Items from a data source
* * * * * * * * *
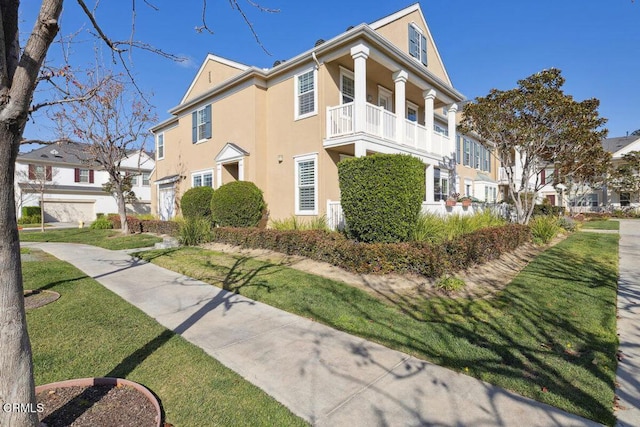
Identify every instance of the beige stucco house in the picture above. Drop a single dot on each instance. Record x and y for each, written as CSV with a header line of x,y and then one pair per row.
x,y
376,88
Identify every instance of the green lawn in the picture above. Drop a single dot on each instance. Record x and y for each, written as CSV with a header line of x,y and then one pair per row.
x,y
108,239
91,332
602,225
550,335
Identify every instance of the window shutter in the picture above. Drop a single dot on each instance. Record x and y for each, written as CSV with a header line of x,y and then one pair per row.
x,y
194,127
413,48
207,118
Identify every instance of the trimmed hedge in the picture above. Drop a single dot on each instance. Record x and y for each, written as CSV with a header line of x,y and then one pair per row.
x,y
237,204
31,211
420,258
146,226
381,196
196,203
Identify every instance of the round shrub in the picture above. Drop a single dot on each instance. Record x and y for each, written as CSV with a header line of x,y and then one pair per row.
x,y
196,203
237,204
381,196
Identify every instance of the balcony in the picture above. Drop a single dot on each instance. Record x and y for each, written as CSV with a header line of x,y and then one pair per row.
x,y
384,125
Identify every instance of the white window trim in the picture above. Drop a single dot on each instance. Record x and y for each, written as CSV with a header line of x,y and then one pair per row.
x,y
201,140
158,137
414,107
349,74
296,160
296,96
201,173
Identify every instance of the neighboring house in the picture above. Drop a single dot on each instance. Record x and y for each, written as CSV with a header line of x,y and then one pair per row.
x,y
376,88
73,186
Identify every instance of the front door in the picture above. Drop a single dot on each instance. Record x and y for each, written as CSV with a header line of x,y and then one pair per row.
x,y
166,201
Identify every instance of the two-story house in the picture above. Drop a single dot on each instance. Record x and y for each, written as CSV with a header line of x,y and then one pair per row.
x,y
376,88
72,186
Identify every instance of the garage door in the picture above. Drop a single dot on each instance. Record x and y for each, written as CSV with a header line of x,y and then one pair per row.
x,y
68,211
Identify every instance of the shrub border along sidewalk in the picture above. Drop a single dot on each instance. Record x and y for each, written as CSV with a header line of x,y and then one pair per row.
x,y
421,258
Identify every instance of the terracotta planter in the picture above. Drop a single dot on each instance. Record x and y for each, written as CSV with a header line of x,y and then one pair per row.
x,y
87,382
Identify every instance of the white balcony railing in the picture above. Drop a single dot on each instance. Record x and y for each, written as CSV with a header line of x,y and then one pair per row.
x,y
383,124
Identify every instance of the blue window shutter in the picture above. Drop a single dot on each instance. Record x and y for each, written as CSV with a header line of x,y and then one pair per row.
x,y
207,118
413,48
194,127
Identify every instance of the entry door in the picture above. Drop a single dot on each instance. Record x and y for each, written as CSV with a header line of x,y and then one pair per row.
x,y
166,202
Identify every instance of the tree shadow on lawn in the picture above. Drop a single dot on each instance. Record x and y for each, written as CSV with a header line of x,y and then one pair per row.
x,y
513,335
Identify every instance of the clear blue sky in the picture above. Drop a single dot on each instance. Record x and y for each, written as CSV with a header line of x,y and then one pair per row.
x,y
484,44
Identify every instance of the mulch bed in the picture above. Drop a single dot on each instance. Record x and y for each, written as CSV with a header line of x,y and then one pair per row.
x,y
38,298
96,405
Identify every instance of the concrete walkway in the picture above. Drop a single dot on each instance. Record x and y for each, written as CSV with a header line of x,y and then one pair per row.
x,y
628,373
325,376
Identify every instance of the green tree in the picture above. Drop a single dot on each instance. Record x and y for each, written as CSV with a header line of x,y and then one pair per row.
x,y
537,126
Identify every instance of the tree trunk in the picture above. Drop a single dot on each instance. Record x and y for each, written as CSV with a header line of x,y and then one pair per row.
x,y
16,366
122,210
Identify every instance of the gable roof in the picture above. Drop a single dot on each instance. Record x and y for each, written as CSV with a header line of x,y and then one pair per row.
x,y
407,11
67,153
215,58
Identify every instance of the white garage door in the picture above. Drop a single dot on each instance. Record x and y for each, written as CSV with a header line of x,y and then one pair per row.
x,y
68,211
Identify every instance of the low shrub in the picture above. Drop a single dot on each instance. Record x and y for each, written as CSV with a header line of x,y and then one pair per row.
x,y
450,284
196,203
544,228
194,231
238,204
30,219
567,223
293,223
101,223
420,258
31,211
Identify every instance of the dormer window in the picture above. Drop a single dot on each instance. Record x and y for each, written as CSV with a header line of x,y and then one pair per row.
x,y
417,44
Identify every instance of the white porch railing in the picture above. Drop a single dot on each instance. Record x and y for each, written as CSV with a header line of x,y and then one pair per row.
x,y
383,124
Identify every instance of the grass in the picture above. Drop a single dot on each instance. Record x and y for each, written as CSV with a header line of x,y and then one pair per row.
x,y
602,225
108,239
436,228
92,332
550,335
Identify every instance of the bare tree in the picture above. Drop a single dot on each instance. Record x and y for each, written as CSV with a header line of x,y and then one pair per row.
x,y
114,126
21,70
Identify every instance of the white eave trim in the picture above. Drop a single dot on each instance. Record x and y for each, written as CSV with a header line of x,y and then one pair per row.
x,y
221,60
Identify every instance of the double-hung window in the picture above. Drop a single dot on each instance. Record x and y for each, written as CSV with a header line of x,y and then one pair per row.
x,y
160,146
201,124
202,179
305,94
417,44
306,183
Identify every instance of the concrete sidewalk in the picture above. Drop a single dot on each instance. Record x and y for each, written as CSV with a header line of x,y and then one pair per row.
x,y
324,376
628,373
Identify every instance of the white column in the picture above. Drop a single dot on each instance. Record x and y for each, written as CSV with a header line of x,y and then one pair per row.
x,y
360,53
429,97
429,183
451,119
400,78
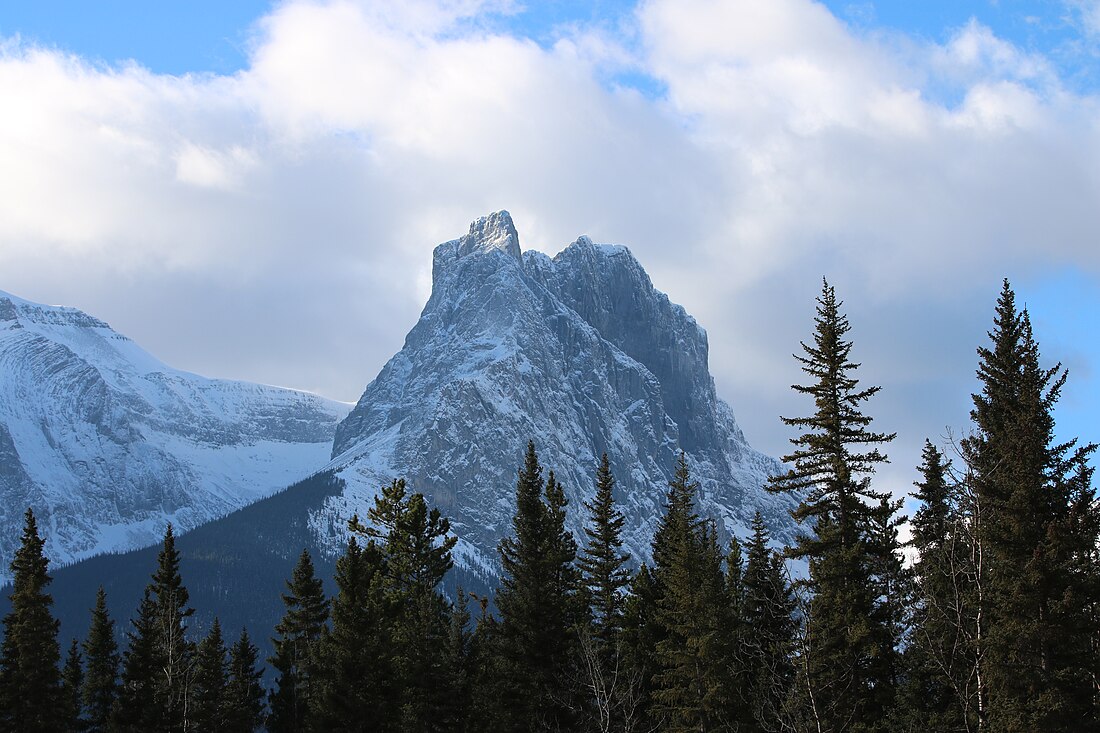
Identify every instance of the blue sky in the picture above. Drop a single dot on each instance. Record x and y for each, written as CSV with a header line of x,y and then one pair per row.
x,y
913,152
177,36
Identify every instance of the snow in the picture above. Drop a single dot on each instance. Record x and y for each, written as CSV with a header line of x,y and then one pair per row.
x,y
108,444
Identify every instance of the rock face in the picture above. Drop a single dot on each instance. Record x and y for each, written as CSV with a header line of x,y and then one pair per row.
x,y
579,353
107,444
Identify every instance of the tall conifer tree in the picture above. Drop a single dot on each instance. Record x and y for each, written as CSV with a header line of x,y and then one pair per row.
x,y
30,679
72,681
847,686
941,656
296,635
208,690
157,665
768,644
349,692
243,699
417,545
136,709
101,679
1036,531
537,603
603,564
692,686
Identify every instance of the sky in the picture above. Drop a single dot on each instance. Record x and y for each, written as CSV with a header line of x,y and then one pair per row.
x,y
253,189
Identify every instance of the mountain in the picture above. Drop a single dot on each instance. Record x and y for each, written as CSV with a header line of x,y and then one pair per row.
x,y
108,445
579,353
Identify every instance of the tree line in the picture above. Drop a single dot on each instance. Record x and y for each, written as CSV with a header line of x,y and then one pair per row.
x,y
993,626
* * * * * * * * *
## [REQUEST]
Reproduce the rows starting at the one that contains "Identify every instance of the mountain" and ending at the last row, requests included, with every x and y coordinate in the answers shifted by adding 56.

## [TASK SOLUTION]
Identify every instance of the mountain in the picture above. Drop a single dot on each instance. Record x and y for each, written as CSV with a header line of x,y and then one pair per row.
x,y
164,501
635,409
Identify every instance of the tree line in the picture above. Drop a single dot on each instance. Record x and y for each, written as CSV with a header line of x,y and then one pair per row.
x,y
1049,682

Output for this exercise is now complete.